Please report each line of the data below that contains "above".

'''

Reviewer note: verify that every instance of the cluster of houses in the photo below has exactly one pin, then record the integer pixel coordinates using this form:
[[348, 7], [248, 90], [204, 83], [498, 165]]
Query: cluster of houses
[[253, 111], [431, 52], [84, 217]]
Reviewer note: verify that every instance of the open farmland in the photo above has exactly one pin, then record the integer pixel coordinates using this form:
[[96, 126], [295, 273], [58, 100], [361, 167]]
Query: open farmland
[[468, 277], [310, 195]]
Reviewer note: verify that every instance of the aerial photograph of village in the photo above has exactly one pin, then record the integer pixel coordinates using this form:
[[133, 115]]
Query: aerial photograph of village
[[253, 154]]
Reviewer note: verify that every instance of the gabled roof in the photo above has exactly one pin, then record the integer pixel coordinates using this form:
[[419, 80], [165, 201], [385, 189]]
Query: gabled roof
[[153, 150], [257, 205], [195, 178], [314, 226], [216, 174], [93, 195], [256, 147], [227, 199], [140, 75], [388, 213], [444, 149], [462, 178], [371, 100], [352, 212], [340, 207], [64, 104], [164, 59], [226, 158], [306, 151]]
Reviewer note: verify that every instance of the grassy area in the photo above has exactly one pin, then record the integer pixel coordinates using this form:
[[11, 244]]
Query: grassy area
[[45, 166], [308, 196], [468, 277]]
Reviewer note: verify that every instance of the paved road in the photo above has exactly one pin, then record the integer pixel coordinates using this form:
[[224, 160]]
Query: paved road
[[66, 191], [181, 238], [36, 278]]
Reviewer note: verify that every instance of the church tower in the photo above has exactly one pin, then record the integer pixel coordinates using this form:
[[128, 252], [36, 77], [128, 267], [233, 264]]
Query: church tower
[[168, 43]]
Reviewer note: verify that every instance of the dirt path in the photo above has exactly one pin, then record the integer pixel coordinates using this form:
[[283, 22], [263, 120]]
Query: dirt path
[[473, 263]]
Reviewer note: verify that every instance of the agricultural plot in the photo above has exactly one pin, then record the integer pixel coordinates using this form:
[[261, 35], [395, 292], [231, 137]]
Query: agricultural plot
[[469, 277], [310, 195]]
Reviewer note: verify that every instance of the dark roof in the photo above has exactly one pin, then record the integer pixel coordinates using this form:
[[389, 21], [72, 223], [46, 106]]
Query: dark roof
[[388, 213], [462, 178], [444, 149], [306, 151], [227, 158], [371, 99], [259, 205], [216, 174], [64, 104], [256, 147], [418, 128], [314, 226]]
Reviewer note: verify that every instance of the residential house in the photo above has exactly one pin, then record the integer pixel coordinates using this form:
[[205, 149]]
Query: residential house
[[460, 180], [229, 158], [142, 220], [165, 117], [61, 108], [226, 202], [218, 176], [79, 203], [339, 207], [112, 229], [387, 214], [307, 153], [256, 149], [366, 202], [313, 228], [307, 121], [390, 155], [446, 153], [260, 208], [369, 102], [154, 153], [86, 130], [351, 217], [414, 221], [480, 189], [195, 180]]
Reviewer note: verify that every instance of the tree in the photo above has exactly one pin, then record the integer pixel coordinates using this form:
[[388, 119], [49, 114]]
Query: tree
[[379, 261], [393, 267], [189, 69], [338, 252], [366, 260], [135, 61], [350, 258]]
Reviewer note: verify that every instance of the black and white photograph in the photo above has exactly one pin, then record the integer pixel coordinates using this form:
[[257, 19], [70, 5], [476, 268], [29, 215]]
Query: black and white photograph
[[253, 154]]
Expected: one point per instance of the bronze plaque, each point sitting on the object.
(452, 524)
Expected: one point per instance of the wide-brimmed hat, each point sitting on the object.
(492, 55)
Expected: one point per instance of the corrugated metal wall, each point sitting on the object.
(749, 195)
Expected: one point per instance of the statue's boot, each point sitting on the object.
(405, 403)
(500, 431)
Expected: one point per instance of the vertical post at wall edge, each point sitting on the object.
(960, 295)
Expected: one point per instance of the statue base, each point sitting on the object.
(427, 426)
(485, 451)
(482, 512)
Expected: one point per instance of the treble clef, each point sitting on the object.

'''

PROBLEM SOLUTION ->
Reviewer note: verify that every instance of the open farmland in the photo above has exactly one pin, then record the integer pixel coordinates using this form:
Reviewer note: verify that every instance of the aerial photograph of village in the photo above has exactly one pin, then record the integer pixel coordinates using this form:
Reviewer note: verify that every instance of the gabled roof in the photo above has exactly one pin, then record the integer pixel coordinates using this form:
Reviewer note: verify that every instance of the grassy area in the photo above has exactly one pin, then record the integer pixel coordinates using this form:
Reviewer note: verify that every instance of the paved road in the photo above has exactly one pin, then record the integer pixel coordinates using this form:
Reviewer note: verify that every instance of the church tower in the photo above has exactly one pin, then record the integer pixel coordinates using this form:
Reviewer note: verify that every instance of the dirt path in the photo above has exactly one pin, then record the integer pixel coordinates using this form:
Reviewer note: verify that every instance of the agricultural plot in the photo above has exactly one pin, then record the integer pixel coordinates using this form:
Reviewer note: verify that every instance of the dark roof in the photo above has exactly one pin, then record the integer pixel coordinates using this form:
Reviewer note: verify that every instance of the residential house in the photo above has exactly one pin, then record the integer pixel coordinates using this form:
Reviewer note: verify that every instance of the tree in the photo above has exactly one pin, then record the integer pixel coordinates using this form:
Reviewer note: verify that every instance of the black and white photograph in the photo above has exactly one pin, then record the integer pixel coordinates using this form:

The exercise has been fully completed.